Reproduce the records below with "green stem" swapped for "flower stem", keeping every other character as it is.

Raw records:
==========
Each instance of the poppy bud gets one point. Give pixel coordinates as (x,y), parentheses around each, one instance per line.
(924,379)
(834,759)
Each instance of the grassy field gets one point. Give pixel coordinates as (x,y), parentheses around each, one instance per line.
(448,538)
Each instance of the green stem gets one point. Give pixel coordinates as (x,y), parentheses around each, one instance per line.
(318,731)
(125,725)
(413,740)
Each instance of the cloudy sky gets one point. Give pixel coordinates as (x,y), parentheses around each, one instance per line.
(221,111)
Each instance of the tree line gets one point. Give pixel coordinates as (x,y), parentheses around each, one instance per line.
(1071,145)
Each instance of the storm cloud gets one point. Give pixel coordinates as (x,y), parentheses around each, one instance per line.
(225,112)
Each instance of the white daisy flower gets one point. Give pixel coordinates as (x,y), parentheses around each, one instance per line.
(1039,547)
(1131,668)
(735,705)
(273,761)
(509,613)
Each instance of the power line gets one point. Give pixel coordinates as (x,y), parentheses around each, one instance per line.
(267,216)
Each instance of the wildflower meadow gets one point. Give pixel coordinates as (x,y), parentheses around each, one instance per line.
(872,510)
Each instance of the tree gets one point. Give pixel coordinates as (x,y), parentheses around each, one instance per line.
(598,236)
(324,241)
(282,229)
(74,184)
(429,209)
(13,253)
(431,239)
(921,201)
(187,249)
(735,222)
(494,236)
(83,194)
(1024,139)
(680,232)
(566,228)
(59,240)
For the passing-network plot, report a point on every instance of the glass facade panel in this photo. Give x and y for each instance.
==========
RESPONSE FOR THIS EXERCISE:
Each instance of the poppy bud gets one point. Give pixel coordinates as (x,y), parentheses around each, one instance per line.
(924,379)
(834,759)
Each instance of the grassy field gets one point. Give pixel coordinates as (x,y), parentheses around each, one instance per line.
(448,538)
Each instance of the flower stem gets one point. Give pixel coordinates as (x,y), parentheses around each, one instance per line.
(318,731)
(125,725)
(413,740)
Each instance of the cloudy sky gets one point. Give pixel coordinates as (x,y), parentheses around each, one instance per line.
(221,111)
Each instance of the tree line gets one point. Give pixel coordinates as (x,y), parentheses around each, one instance per line.
(1071,145)
Each instance of the storm cloud gets one point. Give pixel coordinates as (x,y), parentheses around each, one instance per line.
(225,112)
Each instance of the white daisy flower gets one point. Give pixel coordinates as (x,y), parentheses around each, one instance per line.
(1039,547)
(1131,668)
(735,705)
(273,761)
(509,613)
Each instance of the power line gets one point. Give pixel coordinates as (x,y), parentheses around each, one instance per line.
(267,216)
Each instance of the wildflower meadow gets one point. Give pixel coordinates as (x,y), parentheses around each, one instance per line.
(872,510)
Each instance of the tree gets one point. Give pixel coordinates as (x,y), parentheses around each, one instance per line.
(598,236)
(324,241)
(282,229)
(74,184)
(429,209)
(13,253)
(431,239)
(921,201)
(187,249)
(735,222)
(494,236)
(83,194)
(1024,139)
(680,232)
(566,228)
(59,240)
For the passing-network plot, report a point on every instance of the glass facade panel in this photo. Give x and y for each instance.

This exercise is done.